Please give the data again in full, precisely as it is written.

_Dataset excerpts_.
----------

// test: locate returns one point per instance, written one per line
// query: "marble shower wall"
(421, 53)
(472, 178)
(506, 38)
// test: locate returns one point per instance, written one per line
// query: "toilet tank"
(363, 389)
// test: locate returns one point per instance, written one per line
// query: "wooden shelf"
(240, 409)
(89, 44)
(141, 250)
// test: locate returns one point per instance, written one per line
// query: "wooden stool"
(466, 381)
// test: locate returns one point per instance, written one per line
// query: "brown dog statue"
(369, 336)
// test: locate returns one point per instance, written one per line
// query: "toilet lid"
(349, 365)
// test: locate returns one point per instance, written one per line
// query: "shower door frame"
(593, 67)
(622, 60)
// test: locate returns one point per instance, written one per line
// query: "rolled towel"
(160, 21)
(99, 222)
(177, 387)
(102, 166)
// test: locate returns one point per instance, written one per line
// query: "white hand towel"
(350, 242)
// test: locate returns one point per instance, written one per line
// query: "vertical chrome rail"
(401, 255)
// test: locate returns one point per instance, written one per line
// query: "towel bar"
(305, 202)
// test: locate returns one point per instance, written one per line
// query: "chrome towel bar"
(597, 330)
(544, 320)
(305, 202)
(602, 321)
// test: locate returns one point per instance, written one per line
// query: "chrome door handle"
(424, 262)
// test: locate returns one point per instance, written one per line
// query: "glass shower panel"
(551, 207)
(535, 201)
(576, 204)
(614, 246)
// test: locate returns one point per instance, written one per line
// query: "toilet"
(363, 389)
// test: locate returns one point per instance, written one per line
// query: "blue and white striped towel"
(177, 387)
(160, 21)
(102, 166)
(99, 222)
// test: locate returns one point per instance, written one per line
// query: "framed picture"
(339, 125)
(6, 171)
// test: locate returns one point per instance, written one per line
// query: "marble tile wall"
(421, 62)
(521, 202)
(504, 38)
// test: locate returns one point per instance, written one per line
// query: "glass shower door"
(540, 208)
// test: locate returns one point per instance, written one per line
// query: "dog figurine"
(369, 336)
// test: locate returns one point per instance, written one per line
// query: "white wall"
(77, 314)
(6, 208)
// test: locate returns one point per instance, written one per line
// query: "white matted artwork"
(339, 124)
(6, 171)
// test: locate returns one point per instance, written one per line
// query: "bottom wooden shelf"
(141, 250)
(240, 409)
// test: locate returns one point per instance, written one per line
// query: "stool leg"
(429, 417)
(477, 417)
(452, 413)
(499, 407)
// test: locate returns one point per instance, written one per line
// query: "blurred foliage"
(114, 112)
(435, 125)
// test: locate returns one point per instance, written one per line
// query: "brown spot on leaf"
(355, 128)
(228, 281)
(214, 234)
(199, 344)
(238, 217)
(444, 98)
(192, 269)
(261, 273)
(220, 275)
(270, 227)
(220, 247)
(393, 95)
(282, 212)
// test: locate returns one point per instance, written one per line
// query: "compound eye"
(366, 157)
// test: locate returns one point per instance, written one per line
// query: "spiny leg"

----------

_Written response_.
// test: locate returns one point per instance, written one per line
// query: "marble shower wall"
(421, 53)
(472, 178)
(506, 38)
// test: locate returns one point per instance, written one per line
// query: "toilet tank"
(363, 389)
// test: locate returns one point per instance, written one per line
// query: "wooden shelf"
(240, 409)
(89, 44)
(141, 250)
// test: locate returns one point per instance, written one per line
// query: "wooden stool"
(466, 381)
// test: locate returns one point per instance, written one per line
// query: "brown dog statue"
(369, 336)
// test: locate returns one point per instance, written one per line
// query: "toilet lid"
(349, 365)
// test: locate returns one point per instance, written one per line
// query: "shower door frame"
(593, 67)
(622, 60)
// test: locate returns one point per instance, written one per line
// query: "rolled towel"
(160, 21)
(99, 222)
(177, 387)
(102, 166)
// test: locate returns one point per instance, written one per line
// query: "white hand towel"
(350, 242)
// test: locate returns one point per instance, written one per line
// query: "vertical chrome rail"
(401, 255)
// test: locate returns one point per instance, written one per line
// query: "towel bar"
(305, 202)
// test: locate returns one point per instance, written one per line
// query: "chrome towel bar"
(597, 330)
(544, 320)
(305, 202)
(602, 321)
// test: locate returns one point per instance, written one per line
// query: "chrome door handle"
(424, 262)
// test: locate returns one point per instance, written one per line
// query: "glass shower panel"
(551, 207)
(535, 201)
(576, 204)
(614, 246)
// test: locate returns one point per instance, written one per line
// query: "toilet"
(363, 389)
// test: locate returns one point per instance, written one per line
// query: "blue and white striped towel"
(177, 387)
(160, 21)
(102, 166)
(99, 222)
// test: locate returns one point per instance, written one per line
// query: "framed picture"
(339, 125)
(6, 171)
// test: locate returns one point per instance, written one per line
// query: "marble tile wall"
(421, 62)
(521, 202)
(504, 38)
// test: locate returns one point per instance, written one per line
// query: "glass shower door"
(540, 208)
// test: locate returns one point per instance, written one per line
// query: "dog figurine"
(369, 336)
// test: locate returns one point per instance, written one per line
// query: "white wall"
(77, 314)
(6, 208)
// test: locate returns one point per instance, written one per line
// query: "white matted artwork"
(339, 124)
(6, 171)
// test: locate returns one point per instance, written one per line
// query: "bottom wooden shelf"
(141, 250)
(240, 409)
// test: locate returns one point per instance, written one per line
// query: "stool leg"
(429, 417)
(477, 417)
(452, 413)
(499, 407)
// test: locate returns one point per instance, written one per line
// query: "blurred foliage"
(114, 112)
(435, 125)
// test: locate returns one point per instance, written one per line
// query: "brown spot on leaf"
(355, 128)
(228, 281)
(214, 234)
(199, 344)
(238, 217)
(444, 98)
(192, 269)
(261, 273)
(220, 275)
(270, 227)
(220, 247)
(393, 95)
(282, 212)
// test: locate returns one point per instance, written one per line
// query: "compound eye"
(366, 157)
// test: locate returns one point per instance, written one per line
// query: "spiny leg"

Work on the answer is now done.